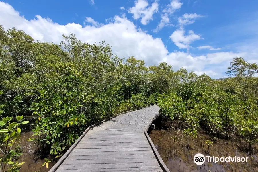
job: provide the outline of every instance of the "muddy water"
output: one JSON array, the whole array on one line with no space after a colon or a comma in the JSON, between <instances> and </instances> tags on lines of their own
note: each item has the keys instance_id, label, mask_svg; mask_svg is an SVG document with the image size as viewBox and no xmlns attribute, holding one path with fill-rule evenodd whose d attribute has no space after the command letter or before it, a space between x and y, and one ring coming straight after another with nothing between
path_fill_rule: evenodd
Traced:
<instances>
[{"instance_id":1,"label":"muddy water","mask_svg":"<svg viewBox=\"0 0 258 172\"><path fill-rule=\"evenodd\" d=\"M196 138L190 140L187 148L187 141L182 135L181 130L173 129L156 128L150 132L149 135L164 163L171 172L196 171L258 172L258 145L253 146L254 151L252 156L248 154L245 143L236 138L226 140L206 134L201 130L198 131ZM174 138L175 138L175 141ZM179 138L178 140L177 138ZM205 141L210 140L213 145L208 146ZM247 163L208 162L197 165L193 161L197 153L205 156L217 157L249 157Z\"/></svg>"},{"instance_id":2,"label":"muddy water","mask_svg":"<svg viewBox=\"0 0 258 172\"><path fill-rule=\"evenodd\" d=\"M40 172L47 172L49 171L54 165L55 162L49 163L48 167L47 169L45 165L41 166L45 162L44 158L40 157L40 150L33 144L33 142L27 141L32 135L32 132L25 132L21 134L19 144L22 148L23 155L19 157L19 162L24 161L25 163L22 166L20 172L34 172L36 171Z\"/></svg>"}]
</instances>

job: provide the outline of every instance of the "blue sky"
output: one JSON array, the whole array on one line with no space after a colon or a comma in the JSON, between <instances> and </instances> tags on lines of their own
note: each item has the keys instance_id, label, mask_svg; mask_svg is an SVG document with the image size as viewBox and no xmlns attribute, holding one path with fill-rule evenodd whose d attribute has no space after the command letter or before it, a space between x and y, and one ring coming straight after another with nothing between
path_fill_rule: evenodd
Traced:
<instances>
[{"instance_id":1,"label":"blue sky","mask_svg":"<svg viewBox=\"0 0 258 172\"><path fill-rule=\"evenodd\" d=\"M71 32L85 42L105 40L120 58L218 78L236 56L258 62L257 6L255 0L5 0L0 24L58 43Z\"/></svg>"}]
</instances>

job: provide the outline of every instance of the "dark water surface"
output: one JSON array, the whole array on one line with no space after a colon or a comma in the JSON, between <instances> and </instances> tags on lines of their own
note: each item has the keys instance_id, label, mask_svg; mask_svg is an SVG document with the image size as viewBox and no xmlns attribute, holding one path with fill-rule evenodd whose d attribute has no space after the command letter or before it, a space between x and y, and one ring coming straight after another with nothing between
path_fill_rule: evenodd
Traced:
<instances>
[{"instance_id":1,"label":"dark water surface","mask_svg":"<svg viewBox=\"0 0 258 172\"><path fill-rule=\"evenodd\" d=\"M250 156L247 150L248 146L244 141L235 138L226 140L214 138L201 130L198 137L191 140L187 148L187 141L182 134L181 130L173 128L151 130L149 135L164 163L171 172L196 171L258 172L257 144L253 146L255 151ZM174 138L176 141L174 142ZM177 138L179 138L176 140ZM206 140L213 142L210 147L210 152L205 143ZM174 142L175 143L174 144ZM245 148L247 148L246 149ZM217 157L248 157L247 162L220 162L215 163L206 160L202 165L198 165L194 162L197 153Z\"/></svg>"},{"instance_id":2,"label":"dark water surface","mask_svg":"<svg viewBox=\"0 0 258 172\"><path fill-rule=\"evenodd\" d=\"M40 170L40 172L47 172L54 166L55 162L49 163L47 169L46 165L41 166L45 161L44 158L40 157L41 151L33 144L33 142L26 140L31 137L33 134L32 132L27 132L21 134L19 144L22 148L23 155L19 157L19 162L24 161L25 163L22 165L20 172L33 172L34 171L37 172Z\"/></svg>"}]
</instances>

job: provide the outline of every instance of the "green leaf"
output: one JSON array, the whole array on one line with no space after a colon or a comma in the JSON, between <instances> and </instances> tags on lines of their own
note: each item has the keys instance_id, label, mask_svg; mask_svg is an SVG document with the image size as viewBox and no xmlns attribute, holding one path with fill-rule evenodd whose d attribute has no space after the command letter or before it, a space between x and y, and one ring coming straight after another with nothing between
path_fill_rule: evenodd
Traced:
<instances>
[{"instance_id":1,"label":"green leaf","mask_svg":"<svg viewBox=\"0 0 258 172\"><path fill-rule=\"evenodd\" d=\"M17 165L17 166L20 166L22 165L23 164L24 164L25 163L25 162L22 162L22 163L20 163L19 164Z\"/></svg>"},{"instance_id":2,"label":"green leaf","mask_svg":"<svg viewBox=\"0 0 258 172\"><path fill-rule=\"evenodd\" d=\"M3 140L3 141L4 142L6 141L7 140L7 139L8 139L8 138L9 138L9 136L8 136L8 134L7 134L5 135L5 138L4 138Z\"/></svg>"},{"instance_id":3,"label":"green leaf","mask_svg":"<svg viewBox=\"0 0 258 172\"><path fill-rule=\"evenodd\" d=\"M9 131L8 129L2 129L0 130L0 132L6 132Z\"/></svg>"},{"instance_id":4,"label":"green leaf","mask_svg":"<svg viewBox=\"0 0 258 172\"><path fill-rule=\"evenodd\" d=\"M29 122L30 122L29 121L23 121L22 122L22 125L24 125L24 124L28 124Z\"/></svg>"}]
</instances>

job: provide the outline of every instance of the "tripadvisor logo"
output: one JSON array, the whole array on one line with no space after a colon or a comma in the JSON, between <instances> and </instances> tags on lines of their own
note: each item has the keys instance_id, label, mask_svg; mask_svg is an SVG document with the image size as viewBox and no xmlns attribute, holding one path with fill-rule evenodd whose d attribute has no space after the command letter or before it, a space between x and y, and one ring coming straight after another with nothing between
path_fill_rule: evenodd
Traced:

● EXERCISE GOAL
Give only the number of lines in the listing above that contain the string "provide", with case counting.

● EXERCISE SOLUTION
5